**What the task requires:** The entries below are to be written out again without alteration.

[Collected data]

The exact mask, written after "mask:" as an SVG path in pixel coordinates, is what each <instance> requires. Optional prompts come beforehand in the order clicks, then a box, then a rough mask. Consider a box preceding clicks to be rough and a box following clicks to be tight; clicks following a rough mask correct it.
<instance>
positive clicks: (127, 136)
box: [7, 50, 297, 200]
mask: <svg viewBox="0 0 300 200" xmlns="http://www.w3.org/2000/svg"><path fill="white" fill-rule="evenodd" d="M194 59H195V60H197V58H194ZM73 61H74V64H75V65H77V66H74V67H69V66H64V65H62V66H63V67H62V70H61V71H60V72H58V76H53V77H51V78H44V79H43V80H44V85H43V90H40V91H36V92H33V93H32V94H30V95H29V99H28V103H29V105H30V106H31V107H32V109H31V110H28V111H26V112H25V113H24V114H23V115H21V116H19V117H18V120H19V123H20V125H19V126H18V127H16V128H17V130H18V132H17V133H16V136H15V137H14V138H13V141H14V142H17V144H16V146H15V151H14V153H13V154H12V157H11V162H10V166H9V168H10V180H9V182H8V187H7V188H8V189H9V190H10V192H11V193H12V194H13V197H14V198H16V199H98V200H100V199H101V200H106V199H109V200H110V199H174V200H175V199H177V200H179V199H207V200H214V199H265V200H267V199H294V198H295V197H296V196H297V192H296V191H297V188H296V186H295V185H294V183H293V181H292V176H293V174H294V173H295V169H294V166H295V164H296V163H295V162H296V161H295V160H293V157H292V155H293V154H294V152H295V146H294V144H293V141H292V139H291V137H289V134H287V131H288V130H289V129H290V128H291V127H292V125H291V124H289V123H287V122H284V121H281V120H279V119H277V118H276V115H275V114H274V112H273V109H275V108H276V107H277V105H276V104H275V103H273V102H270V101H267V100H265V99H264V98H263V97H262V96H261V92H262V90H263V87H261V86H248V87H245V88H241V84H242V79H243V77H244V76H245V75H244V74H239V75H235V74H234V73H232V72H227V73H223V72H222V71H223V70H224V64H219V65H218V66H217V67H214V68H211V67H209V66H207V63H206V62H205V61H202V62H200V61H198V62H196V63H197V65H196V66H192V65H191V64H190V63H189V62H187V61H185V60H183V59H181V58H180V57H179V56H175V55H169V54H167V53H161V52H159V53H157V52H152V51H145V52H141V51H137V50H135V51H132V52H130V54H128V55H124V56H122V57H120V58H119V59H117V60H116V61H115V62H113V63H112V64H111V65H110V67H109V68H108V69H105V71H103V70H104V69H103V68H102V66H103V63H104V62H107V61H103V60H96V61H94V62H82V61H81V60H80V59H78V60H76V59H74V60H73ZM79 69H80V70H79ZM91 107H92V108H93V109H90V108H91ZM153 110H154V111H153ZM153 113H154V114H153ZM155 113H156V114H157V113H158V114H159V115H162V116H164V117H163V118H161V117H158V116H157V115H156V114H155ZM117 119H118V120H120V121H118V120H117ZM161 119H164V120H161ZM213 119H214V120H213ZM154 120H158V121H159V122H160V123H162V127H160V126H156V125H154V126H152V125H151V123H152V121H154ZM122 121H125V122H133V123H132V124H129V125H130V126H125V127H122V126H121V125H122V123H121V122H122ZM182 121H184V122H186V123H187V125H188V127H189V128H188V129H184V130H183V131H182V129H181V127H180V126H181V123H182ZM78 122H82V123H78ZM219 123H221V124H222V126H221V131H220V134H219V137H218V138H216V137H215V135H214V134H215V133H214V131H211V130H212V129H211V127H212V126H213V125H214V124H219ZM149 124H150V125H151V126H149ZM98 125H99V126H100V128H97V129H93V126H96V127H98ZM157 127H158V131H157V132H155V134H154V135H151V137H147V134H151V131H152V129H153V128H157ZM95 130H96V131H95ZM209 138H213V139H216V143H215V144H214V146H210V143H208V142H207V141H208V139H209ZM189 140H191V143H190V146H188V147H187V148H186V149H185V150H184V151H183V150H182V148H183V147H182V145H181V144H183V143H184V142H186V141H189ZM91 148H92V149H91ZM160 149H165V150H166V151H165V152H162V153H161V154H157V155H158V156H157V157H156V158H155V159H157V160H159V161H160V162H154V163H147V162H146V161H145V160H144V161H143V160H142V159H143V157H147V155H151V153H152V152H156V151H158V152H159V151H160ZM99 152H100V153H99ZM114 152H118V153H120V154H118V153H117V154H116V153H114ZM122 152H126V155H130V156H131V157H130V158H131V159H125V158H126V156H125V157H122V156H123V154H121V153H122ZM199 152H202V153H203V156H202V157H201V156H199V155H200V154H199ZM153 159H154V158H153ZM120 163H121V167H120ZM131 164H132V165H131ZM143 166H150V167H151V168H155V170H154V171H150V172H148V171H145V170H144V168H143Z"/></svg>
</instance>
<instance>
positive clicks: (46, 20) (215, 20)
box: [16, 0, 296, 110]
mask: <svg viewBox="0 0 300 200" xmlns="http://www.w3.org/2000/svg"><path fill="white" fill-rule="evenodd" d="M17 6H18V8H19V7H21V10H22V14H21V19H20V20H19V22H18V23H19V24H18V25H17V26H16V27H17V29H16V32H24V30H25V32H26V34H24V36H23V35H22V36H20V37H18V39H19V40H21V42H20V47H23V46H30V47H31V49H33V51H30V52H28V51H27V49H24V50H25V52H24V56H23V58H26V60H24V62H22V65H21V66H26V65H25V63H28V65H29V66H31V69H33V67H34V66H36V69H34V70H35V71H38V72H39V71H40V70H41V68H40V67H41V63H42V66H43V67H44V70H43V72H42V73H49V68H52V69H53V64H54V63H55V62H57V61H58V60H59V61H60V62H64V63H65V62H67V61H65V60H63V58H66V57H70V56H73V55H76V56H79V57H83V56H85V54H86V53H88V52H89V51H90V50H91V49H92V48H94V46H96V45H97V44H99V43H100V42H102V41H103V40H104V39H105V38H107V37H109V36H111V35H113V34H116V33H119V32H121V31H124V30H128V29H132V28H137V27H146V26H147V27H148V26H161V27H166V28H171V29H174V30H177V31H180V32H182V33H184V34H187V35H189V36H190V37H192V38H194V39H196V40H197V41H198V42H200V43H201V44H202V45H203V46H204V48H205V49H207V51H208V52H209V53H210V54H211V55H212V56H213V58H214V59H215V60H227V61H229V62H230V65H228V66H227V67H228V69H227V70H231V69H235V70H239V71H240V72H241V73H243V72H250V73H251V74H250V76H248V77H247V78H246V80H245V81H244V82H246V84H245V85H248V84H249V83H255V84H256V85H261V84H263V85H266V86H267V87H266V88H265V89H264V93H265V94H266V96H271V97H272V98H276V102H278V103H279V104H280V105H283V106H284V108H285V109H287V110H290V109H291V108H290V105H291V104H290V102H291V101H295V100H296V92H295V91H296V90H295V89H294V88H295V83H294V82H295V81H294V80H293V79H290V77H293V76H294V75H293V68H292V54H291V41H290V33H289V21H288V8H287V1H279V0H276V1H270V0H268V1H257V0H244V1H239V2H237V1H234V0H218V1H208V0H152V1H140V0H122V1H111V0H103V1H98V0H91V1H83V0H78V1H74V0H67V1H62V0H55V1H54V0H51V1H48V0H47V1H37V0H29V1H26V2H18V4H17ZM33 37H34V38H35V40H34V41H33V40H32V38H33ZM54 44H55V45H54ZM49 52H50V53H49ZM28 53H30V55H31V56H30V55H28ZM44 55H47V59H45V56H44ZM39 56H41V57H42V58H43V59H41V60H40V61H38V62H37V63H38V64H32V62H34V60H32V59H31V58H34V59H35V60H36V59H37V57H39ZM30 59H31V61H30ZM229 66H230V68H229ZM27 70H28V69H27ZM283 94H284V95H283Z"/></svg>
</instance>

**Finished task:**
The exact mask, written after "mask:" as an SVG path in pixel coordinates, is what each <instance> requires. Optional prompts come beforehand in the order clicks, then a box, then a rough mask. Consider a box preceding clicks to be rough and a box following clicks to be tight; clicks following a rough mask correct it.
<instance>
positive clicks: (127, 136)
box: [7, 50, 297, 200]
mask: <svg viewBox="0 0 300 200" xmlns="http://www.w3.org/2000/svg"><path fill="white" fill-rule="evenodd" d="M194 59H195V60H197V58H194ZM73 61H74V64H75V65H77V66H74V67H69V66H64V65H62V66H63V67H62V70H61V71H60V72H58V76H53V77H51V78H44V79H43V80H44V85H43V90H40V91H36V92H33V93H32V94H30V95H29V99H28V103H29V105H30V106H31V107H32V109H31V110H28V111H26V112H25V113H24V114H23V115H21V116H19V117H18V120H19V123H20V125H19V126H18V127H16V128H17V130H18V132H17V133H16V136H15V137H14V138H13V141H14V142H17V144H16V146H15V151H14V153H13V154H12V157H11V162H10V166H9V168H10V180H9V182H8V187H7V188H8V189H9V190H10V192H11V193H12V194H13V197H14V198H16V199H98V200H100V199H101V200H106V199H109V200H110V199H174V200H175V199H177V200H179V199H207V200H214V199H265V200H267V199H294V198H295V197H296V196H297V192H296V191H297V188H296V186H295V185H294V183H293V181H292V176H293V174H294V173H295V169H294V166H295V164H296V163H295V162H296V161H295V160H293V157H292V155H293V154H294V152H295V146H294V144H293V141H292V139H291V137H289V134H287V131H288V130H289V129H290V128H291V127H292V125H291V124H289V123H287V122H284V121H281V120H279V119H277V118H276V115H275V114H274V112H273V109H275V108H276V107H277V105H276V104H275V103H273V102H270V101H267V100H265V99H264V98H263V97H262V96H261V92H262V90H263V87H261V86H248V87H245V88H241V84H242V79H243V77H244V76H245V75H244V74H239V75H235V74H234V73H232V72H227V73H223V72H222V71H223V70H224V64H219V65H218V66H217V67H214V68H211V67H209V66H207V63H206V62H205V61H202V62H200V61H198V62H196V63H197V65H196V66H192V65H191V64H190V63H189V62H187V61H185V60H183V59H181V58H180V57H179V56H175V55H169V54H167V53H161V52H159V53H157V52H152V51H145V52H141V51H137V50H135V51H132V52H130V54H128V55H124V56H122V57H120V58H119V59H117V60H116V61H115V62H113V63H112V64H111V65H110V67H109V68H108V69H105V71H103V70H104V69H103V68H102V66H103V63H104V62H107V61H103V60H96V61H94V62H82V61H81V60H80V59H78V60H76V59H74V60H73ZM79 69H80V70H79ZM91 107H92V108H93V109H90V108H91ZM153 110H154V111H153ZM153 113H154V114H153ZM155 113H156V114H157V113H158V114H159V115H162V116H164V117H163V118H161V117H158V116H157V115H156V114H155ZM117 119H118V120H120V121H118V120H117ZM161 119H164V120H161ZM213 119H214V120H213ZM154 120H158V121H159V122H160V123H162V127H160V126H156V125H154V126H152V125H151V123H152V121H154ZM122 121H125V122H133V123H132V124H129V125H130V126H125V127H122V126H121V125H122V123H121V122H122ZM182 121H184V122H186V123H187V125H188V127H189V128H188V129H184V130H183V131H182V129H181V127H180V126H181V123H182ZM78 122H82V123H78ZM219 123H221V124H222V126H221V131H220V134H219V137H218V138H216V137H215V135H214V134H215V133H214V131H211V130H212V129H211V127H212V126H213V125H214V124H219ZM149 124H150V125H151V126H149ZM98 125H99V126H100V128H97V129H93V126H96V127H98ZM157 127H158V131H157V132H155V134H154V135H151V137H147V134H151V131H152V129H153V128H157ZM95 130H96V131H95ZM209 138H213V139H216V143H215V144H214V146H210V143H208V142H207V141H208V139H209ZM189 140H191V143H190V146H188V147H187V148H186V149H185V150H184V151H183V150H182V148H183V147H182V145H181V144H183V143H184V142H186V141H189ZM91 148H92V149H91ZM160 149H165V150H166V151H165V152H162V153H161V154H157V155H158V156H157V157H156V158H155V159H157V160H159V161H160V162H154V163H147V162H146V161H145V160H144V161H143V160H142V159H143V157H147V155H151V153H152V152H156V151H158V152H159V151H160ZM99 152H100V153H99ZM114 152H118V153H120V154H118V153H117V154H116V153H114ZM122 152H126V155H130V156H131V157H130V158H131V159H125V158H126V156H125V157H122V156H123V154H121V153H122ZM199 152H202V153H203V156H202V157H201V156H199V155H200V154H199ZM153 159H154V158H153ZM120 163H121V167H120ZM131 164H132V165H131ZM143 166H150V167H151V168H155V170H154V171H150V172H148V171H145V170H144V168H143Z"/></svg>
</instance>
<instance>
positive clicks: (46, 20) (215, 20)
box: [16, 0, 296, 110]
mask: <svg viewBox="0 0 300 200" xmlns="http://www.w3.org/2000/svg"><path fill="white" fill-rule="evenodd" d="M17 6H18V8H19V7H21V10H22V14H21V19H20V20H19V22H18V23H19V24H18V25H17V26H16V27H17V29H16V32H24V30H25V32H26V34H24V36H23V35H22V36H20V37H18V39H19V40H21V42H20V47H23V46H30V47H31V49H33V51H30V52H28V51H27V49H24V50H25V52H24V56H23V58H26V60H24V62H22V65H21V66H26V65H25V63H28V65H29V66H31V69H33V67H34V66H36V69H34V70H35V71H38V72H39V71H40V70H41V68H40V67H41V63H42V66H43V67H44V70H43V72H42V73H49V68H52V69H53V64H54V63H55V62H57V61H58V60H59V61H60V62H64V63H65V62H67V61H65V60H63V58H66V57H70V56H73V55H76V56H79V57H83V56H85V54H86V53H88V52H89V51H90V50H91V49H92V48H94V46H96V45H97V44H99V43H100V42H102V41H103V40H104V39H105V38H107V37H109V36H111V35H113V34H116V33H119V32H121V31H124V30H128V29H132V28H137V27H146V26H147V27H148V26H161V27H166V28H171V29H174V30H177V31H180V32H182V33H184V34H187V35H189V36H190V37H192V38H194V39H196V40H197V41H198V42H200V43H201V44H202V45H203V46H204V48H205V49H207V51H208V52H209V53H210V54H211V55H212V56H213V58H214V59H215V60H227V61H229V62H230V65H228V66H227V67H228V69H227V70H231V69H235V70H239V71H240V72H241V73H243V72H250V73H251V74H250V76H248V77H247V78H246V80H245V81H244V82H246V84H245V85H248V84H249V83H255V84H256V85H261V84H263V85H266V86H267V87H266V88H265V89H264V93H265V94H266V96H271V97H272V98H276V102H278V103H279V104H280V105H283V106H284V108H285V109H287V110H290V109H291V108H290V105H291V104H290V102H291V101H295V100H296V92H295V91H296V90H295V89H294V88H295V83H294V82H295V81H294V80H293V79H290V77H293V76H294V75H293V68H292V54H291V41H290V33H289V21H288V8H287V1H279V0H276V1H270V0H268V1H257V0H244V1H239V2H237V1H234V0H218V1H208V0H152V1H140V0H122V1H111V0H103V1H98V0H91V1H83V0H78V1H74V0H67V1H62V0H55V1H54V0H51V1H48V0H47V1H37V0H29V1H26V2H18V4H17ZM33 37H34V38H35V40H34V41H33V40H32V38H33ZM54 44H55V45H54ZM49 52H50V53H49ZM28 53H30V55H31V56H30V55H28ZM44 55H47V59H45V56H44ZM39 56H41V57H42V58H43V59H41V60H40V61H38V62H37V63H38V64H32V62H34V60H32V59H31V58H34V59H35V60H36V59H37V57H39ZM30 59H31V61H30ZM229 66H230V68H229ZM27 70H28V69H27ZM283 94H284V95H283Z"/></svg>
</instance>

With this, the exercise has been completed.